DOCUMENT PASSAGE:

--- BEGIN ---

The next question presented by counsel arises upon the action of the trial court in admitting certain evidence in regard to the value of the goods in Boston at the time they were received. Mr. Stone, one of the appellees, was permitted to answer the following question, propounded to him by counsel: "Mr. Stone, you may state what the value per dozen would be or was in Boston at the time those goods were received-the A hogskins of the character and quality that were shown to you by Mr. Weil.” Appellants' objection to this question was that the market value of these goods in Boston was entirely immaterial, as the contract provided for their delivery in Fort Wayne; and that the only evidence admissible to show the value of the goods would be evidence to prove the market value of the goods at the time they were delivered in Fort Wayne, and that the difference between that value and the contract price would be the measure of damages. This action, regarded as an action to rescind a part of the contract, which is the theory upon which counsel for appellants insist the action proceeds, results in making evidence of the value of the property returned immaterial. The contract, in so far as it relates to the sale of the hogskins, was rescinded, and the 119 goods returned to the vendors at Fort Wayne. The contract in that respect having been rescinded, and the goods returned, evidence as to the market value of the goods of the quality specified in the contract, either at Boston or Fort Wayne, could not affect the result.

Another cause stated in appellants' motion for a new trial brings in question alleged misconduct on the part of the jury. Counsel insist that it was reversible error upon the part of the jurors in listening to comments made by members of the panel to the effect that appellants were Jews, and unworthy of belief, and that one of appellants' witnesses had attempted to defraud an insurance company by burning his own property. The affidavits of three of the jurors appear in the record in support of this reason. The supreme court has in numerous cases held that a juror cannot impeach his own verdict: Stanley v. Sutherland, 54 Ind. 339; Houk v. Allen, 126 Ind. 568, 25 N. E. 897, 11 L. R. A. 706; Barlow v. State, 2 Blackf. 114.

It appears from the whole record that the case was fairly tried and determined.

Judgment affirmed.

--- END ---

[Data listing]
--- BEGIN ---

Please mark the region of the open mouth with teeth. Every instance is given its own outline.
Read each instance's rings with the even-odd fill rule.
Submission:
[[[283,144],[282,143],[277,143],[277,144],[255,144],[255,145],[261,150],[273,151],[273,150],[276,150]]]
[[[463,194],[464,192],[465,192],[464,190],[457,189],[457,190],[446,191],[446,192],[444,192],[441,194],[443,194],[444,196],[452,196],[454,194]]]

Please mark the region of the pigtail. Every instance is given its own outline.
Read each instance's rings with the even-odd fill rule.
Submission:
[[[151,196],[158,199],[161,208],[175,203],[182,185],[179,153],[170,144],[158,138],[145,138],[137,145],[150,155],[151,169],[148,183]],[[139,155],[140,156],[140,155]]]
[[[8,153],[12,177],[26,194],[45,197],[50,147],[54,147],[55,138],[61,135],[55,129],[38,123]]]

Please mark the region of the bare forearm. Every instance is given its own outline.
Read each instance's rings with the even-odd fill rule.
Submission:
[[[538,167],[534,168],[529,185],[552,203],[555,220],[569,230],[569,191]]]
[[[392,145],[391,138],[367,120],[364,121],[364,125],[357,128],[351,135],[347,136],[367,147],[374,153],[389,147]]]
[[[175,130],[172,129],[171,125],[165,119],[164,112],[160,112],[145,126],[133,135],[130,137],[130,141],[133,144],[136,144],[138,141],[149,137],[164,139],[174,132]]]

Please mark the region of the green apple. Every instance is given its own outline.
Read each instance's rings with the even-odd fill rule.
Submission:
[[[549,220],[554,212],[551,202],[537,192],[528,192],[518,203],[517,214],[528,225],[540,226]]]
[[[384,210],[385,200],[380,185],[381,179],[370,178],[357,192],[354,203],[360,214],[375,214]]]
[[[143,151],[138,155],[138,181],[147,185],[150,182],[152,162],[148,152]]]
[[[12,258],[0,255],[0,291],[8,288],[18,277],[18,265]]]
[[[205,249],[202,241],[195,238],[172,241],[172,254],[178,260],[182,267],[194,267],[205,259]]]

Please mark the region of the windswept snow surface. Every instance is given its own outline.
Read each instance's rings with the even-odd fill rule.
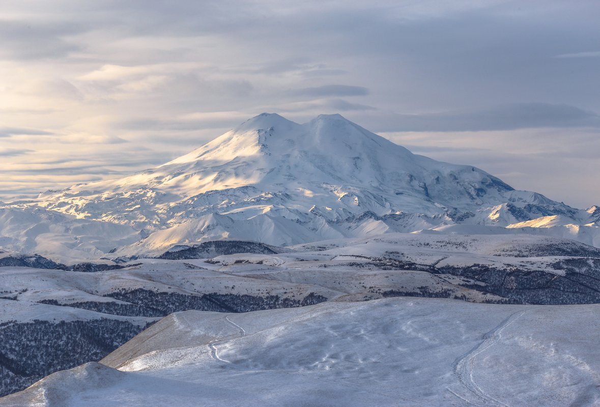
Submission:
[[[592,406],[598,305],[436,299],[172,315],[22,406]]]
[[[263,113],[155,168],[0,205],[0,248],[64,263],[220,239],[289,246],[457,224],[600,246],[595,207],[413,154],[339,114],[298,124]]]

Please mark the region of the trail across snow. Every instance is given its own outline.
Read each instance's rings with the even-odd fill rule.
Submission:
[[[502,331],[509,325],[521,318],[524,313],[535,307],[517,311],[503,321],[493,330],[484,335],[484,340],[476,347],[461,357],[456,363],[454,373],[458,379],[458,382],[469,394],[460,395],[461,389],[448,388],[448,390],[457,397],[472,404],[473,405],[490,407],[510,407],[501,400],[494,398],[489,393],[482,388],[475,381],[476,360],[478,355],[496,345],[502,339]],[[475,397],[473,399],[473,397]]]
[[[211,354],[212,355],[212,358],[215,360],[218,360],[220,361],[223,362],[224,363],[231,363],[231,361],[223,359],[222,357],[219,356],[219,350],[217,347],[217,345],[224,343],[225,342],[229,341],[234,337],[240,337],[241,336],[245,336],[246,335],[246,331],[244,330],[244,328],[239,326],[233,321],[229,319],[229,316],[227,315],[225,316],[224,319],[227,321],[229,324],[235,327],[235,328],[239,330],[241,335],[236,335],[235,334],[232,334],[229,335],[227,337],[221,339],[215,339],[214,340],[211,340],[208,343],[208,347],[211,348]]]

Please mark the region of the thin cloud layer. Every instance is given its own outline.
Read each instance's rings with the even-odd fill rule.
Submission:
[[[598,203],[572,162],[590,149],[568,137],[600,135],[599,11],[557,0],[3,2],[0,195],[141,170],[268,111],[297,122],[343,112],[376,132],[419,133],[417,147],[442,134],[502,137],[487,161],[498,165],[480,167],[502,175],[503,161],[528,173],[515,188],[530,180],[553,198]],[[547,162],[511,152],[539,140],[527,129],[545,129],[568,195]],[[444,159],[479,165],[478,143],[453,143]],[[88,159],[98,165],[79,165]]]

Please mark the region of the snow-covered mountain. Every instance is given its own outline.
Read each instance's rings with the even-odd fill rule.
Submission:
[[[74,226],[26,228],[26,236],[6,226],[7,213],[34,210]],[[339,114],[298,124],[263,113],[155,168],[0,207],[0,248],[67,263],[227,238],[286,246],[422,230],[525,231],[598,246],[599,218],[596,207],[575,209],[479,168],[413,154]],[[457,224],[460,231],[448,227]]]

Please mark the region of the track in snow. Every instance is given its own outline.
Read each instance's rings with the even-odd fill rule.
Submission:
[[[246,331],[244,329],[244,328],[239,326],[239,325],[234,322],[233,321],[230,319],[229,315],[225,316],[225,320],[227,321],[231,325],[233,325],[234,327],[235,327],[236,329],[239,330],[241,334],[239,336],[235,334],[232,334],[227,336],[226,337],[223,339],[215,339],[214,340],[211,340],[211,342],[208,342],[208,347],[211,348],[211,354],[212,355],[213,359],[215,359],[215,360],[218,360],[221,362],[224,362],[225,363],[231,363],[230,361],[223,359],[220,356],[219,356],[219,349],[217,347],[217,345],[224,343],[227,340],[229,340],[229,339],[231,339],[233,337],[241,337],[242,336],[245,336]]]
[[[509,407],[508,405],[494,398],[491,394],[481,388],[475,379],[475,359],[478,355],[497,343],[502,338],[502,331],[512,322],[521,318],[524,313],[535,308],[528,308],[522,311],[517,311],[511,314],[500,322],[496,328],[484,335],[483,341],[456,362],[454,373],[457,376],[459,382],[470,393],[462,396],[458,389],[448,388],[448,391],[463,400],[475,406],[485,407]]]

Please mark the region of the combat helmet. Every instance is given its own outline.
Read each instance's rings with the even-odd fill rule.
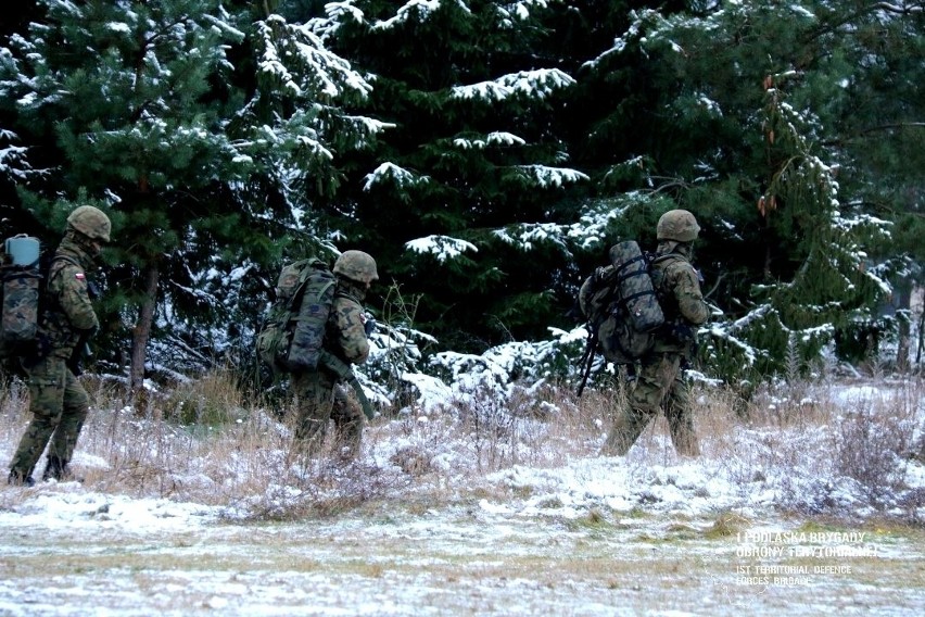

--- END ---

LIST OF TASKS:
1. Could you arrange the entries, from the line containing "Please mark the region of the snow-covered" through the end of the entries, as a numbered list with blank lines dropped and the pictures left out?
2. Can you pick up the court opinion on the hogskin contract appeal after its final sentence and carry it further?

THE ANSWERS:
1.
1. Please mark the region of the snow-covered mountain. Every instance is given its own outline.
2. Read each instance's rings with the even-odd fill rule.
3. Submission:
4. [[[74,226],[26,228],[26,236],[6,226],[7,213],[34,210]],[[339,114],[298,124],[263,113],[155,168],[0,207],[0,248],[67,263],[227,238],[286,246],[422,230],[525,231],[598,246],[599,218],[596,207],[575,209],[479,168],[413,154]],[[457,224],[460,231],[448,227]]]
5. Please mark the region of the track in snow. Every instance is given its own outline.
6. Read each instance's rings with the even-odd fill rule.
7. Submission:
8. [[[246,331],[244,329],[244,328],[239,326],[239,325],[234,322],[233,321],[230,319],[229,315],[225,316],[225,320],[227,321],[231,325],[233,325],[234,327],[235,327],[236,329],[239,330],[241,334],[239,336],[235,334],[232,334],[227,336],[226,337],[223,339],[215,339],[214,340],[211,340],[211,342],[208,342],[208,347],[211,348],[211,354],[212,355],[213,359],[215,359],[215,360],[218,360],[221,362],[224,362],[225,363],[231,363],[230,361],[223,359],[220,356],[219,356],[219,349],[217,347],[217,345],[224,343],[227,340],[229,340],[229,339],[231,339],[233,337],[241,337],[242,336],[245,336]]]
9. [[[509,407],[508,405],[494,398],[491,394],[481,388],[475,379],[475,359],[478,355],[497,343],[502,338],[502,331],[512,322],[521,318],[524,313],[535,308],[528,308],[522,311],[517,311],[511,314],[500,322],[496,328],[484,335],[483,341],[456,362],[454,373],[457,376],[459,382],[470,393],[462,396],[458,389],[448,388],[448,391],[463,400],[475,406],[485,407]]]
10. Please mark the region of the combat helmet. Every instance is given its own outline.
11. Read each instance's rings with the even-odd fill rule.

2.
A Contract is Severable if the part to be performed by one party consists of several and distinct items, and the price to be paid by the other is apportioned to each item, or is left to be implied by law; but a contract is entire if the consideration is single and entire, although the subject thereof consists of distinct and independent items: Fullmer v. Poust, 155 Pa. St. 275, 35 Am. St. Rep. 881. A contract is not entire because embraced in one instrument, if it provides for the sale and purchase of different kinds of articles, and the prices are different and specific for each kind: Pierson v. Crooks, 115 N. Y. 539, 12 Am. St. Rep. 831.

The Affidavits of Jurors, it is often said, will not be received to impeach their verdict: Southern Nevada etc. Min. Co. v. Holmes Min. Co., 27 Nev. 107, 103 Am. St. Rep. 759; Weatherford v. State, 31 Tex. Cr. Rep. 530, 37 Am. St. Rep. 828; Palmer v. People, 138 Ill. 356, 32 Am. St. Rep. 146; Wray v. Carpenter, 16 Colo. 271, 25 Am. St. Rep. 265; Smith v. State, 59 Ark. 132, 43 Am. St. Rep. 20. But this rule is not universally accepted: Gordon v. Trevarthan, 13 Mont. 387, 40 Am. St. Rep. 452; Fitzgerald v. Clark, 17 Mont. 100, 52 Am. St. Rep. 665; Peppercorn v. Black River Falls, 89 Wis. 38, 46 Am. St. Rep. 818; notes to Packard v. United States, 48 Am. Dec. 377; Crawford v. State, 24 Am. Dec. 475.

CITIZENS' STREET RAILROAD COMPANY v. CLARK. [33 Ind. App. 190, 71 N. E. 53.]

STREET RAILROADS-Assault on Passengers.-A street-car company is bound to protect a passenger from an assault and injury by its servants, and its liability for a breach of such duty does not depend upon the assault being committed by one acting within the scope of his employment. (p. 250.)

STREET RAILROADS-Transfers and Rights Thereunder.— A passenger on a street-car having paid his fare and requested a transfer to some other line of the company, to which he is entitled to transfer, and by mistake having been given a wrong transfer, is nevertheless entitled, upon proper explanation, to be carried upon the line to which he requested a transfer. (p. 250.)

STREET RAILWAYS-Assault upon Person on Car.-If unnecessary and excessive force is used in ejecting a person from a street-car, he is entitled to recover for an assault whether he is entitled to the rights of a passenger or not. (p. 251.)

F. Winter, C. Winter and W. H. Latta, for the appellant.

J. M. Bailey, for the appellee.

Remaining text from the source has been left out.